**Worum es geht**
Knüpfe an den Text über Maria Magdalena und die Auferstehung Jesu an und schreibe ihn nach seinem letzten Satz weiter.

Doch Maria Magdalena hat wie die anderen Jünger mit ansehen müssen, wie
Jesus von den führenden Männern des Volkes abgelehnt wurde, gefangengenommen, gegeißelt,
zum Tode verurteilt und gekreuzigt wurde. Es muß unerträglich gewesen sein zu sehen,
wie die Güte in Person der menschlichen Schlechtigkeit unterworfen wurde, die Wahrheit
von der Lüge verhöhnt und die Barmherzigkeit von der Rache geschmäht wurde. Mit dem
Tod Jesu schien die Hoffnung aller, die auf ihn vertrauten, zu scheitern. Doch gänzlich
verlöschte jener Glaube nie: Vor allem im Herzen der Jungfrau Maria, der Mutter Jesu,
brannte das Flämmchen auch im Dunkel der Nacht lebendig weiter. Die Hoffnung muß in
dieser Welt unweigerlich mit der Härte des Bösen rechnen. Nicht nur die Mauer des
Todes steht ihr im Weg, mehr noch behindern sie die spitzen Stiche von Neid, Hochmut,
Lüge und Gewalt. Jesus hat dieses tödliche Flechtwerk durchquert, um uns den Weg in
das Reich des Lebens zu bahnen. Einen Moment gab es, in dem er besiegt zu sein schien:
Finsternis war über die Welt hereingebrochen, Gott hatte sich völlig in Schweigen
gehüllt, Hoffnung schien nur noch ein leeres Wort zu sein.
Aber siehe da, im
Morgengrauen des Tages nach dem Sabbat ist das Grab leer. Und dann zeigt sich Jesus
der Maria Magdalena, den anderen Frauen und den Jüngern. Da flammt der Glaube wieder
auf, lebendiger und stärker denn je, jetzt unbezwingbar, denn er gründet sich auf
eine ausschlaggebende Erfahrung: » Tod und Leben rangen / in wundersamem Zweikampf.
/ Der Fürst des Lebens starb, / als Lebender herrscht er jetzt. « Die Zeichen der
Auferstehung bestätigen den Sieg des Lebens über den Tod, der Liebe über den Haß,
der Barmherzigkeit über die Rache: » das Grab des auferstandenen Christus / die Herrlichkeit
des Auferstandenen / und die Engel als Zeugen, / das Schweißtuch und die Leinentücher
«.

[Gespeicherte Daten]

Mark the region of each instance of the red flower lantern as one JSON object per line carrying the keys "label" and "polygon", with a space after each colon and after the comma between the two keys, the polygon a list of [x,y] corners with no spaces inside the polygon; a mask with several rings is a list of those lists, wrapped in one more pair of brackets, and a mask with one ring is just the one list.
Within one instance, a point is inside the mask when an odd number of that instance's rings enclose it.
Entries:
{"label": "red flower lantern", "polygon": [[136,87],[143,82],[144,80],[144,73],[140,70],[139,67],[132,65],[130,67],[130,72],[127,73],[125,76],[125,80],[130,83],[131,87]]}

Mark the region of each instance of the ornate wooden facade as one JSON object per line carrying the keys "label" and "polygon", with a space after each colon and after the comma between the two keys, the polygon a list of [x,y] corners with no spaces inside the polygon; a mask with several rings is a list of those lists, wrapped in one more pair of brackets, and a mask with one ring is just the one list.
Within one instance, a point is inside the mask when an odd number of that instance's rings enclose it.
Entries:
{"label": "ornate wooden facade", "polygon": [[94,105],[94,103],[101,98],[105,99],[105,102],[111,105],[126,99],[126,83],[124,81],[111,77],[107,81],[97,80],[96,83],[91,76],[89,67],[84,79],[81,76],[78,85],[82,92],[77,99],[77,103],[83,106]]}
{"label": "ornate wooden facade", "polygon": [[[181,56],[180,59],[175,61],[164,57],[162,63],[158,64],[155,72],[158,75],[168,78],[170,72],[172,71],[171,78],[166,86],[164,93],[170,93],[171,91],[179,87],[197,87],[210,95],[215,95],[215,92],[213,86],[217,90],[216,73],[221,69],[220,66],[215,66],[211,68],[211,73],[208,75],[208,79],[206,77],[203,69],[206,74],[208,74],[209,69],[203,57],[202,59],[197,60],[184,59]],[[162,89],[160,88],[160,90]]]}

**Lösung der Aufgabe**
Liebe Brüder und Schwestern! Wenn Jesus auferstanden ist, dann – und nur
dann – ist etwas wirklich Neues geschehen, das die Lage des Menschen und der Welt
verändert. Dann ist er – Jesus – jemand, dem wir unumschränkt vertrauen können, nicht
nur seiner Botschaft, sondern ihm selbst, denn der Auferstandene gehört nicht
der Vergangenheit an, sondern er ist gegenwärtig, heute, und lebt. Christus
ist Hoffnung und Ermutigung besonders für die christlichen Gemeinschaften, die aufgrund
des Glaubens am meisten unter Diskriminierung und Verfolgung zu leiden haben. Und
als Kraft der Hoffnung ist er durch seine Kirche gegenwärtig, ist er jeder menschlichen
Situation von Leid und Ungerechtigkeit nahe.
Möge der auferstandene Christus
dem Mittleren Osten Hoffnung geben, damit alle ethnischen, kulturellen und religiösen
Gemeinschaften jener Region für das Gemeinwohl und für die Achtung der Menschenrechte
zusammenarbeiten. Besonders in Syrien sollte das Blutvergießen enden und unverzüglich
der Weg der Achtung, des Dialogs und der Versöhnung eingeschlagen werden, was auch
dem Wunsch der Internationalen Gemeinschaft entspricht. Mögen die zahlreichen Flüchtlinge,
die aus jenem Land kommen und humanitärer Hilfe bedürfen, die Aufnahme und die Solidarität
erfahren, die imstande sind, ihre schmerzlichen Leiden zu mindern. Der österliche
Sieg ermutige das irakische Volk, keine Anstrengung zu scheuen, um auf dem Weg der
Stabilität und der Entwicklung voranzuschreiten. Im Heiligen Land mögen Israeliten
und Palästinenser mutig den Friedensprozeß wieder aufnehmen.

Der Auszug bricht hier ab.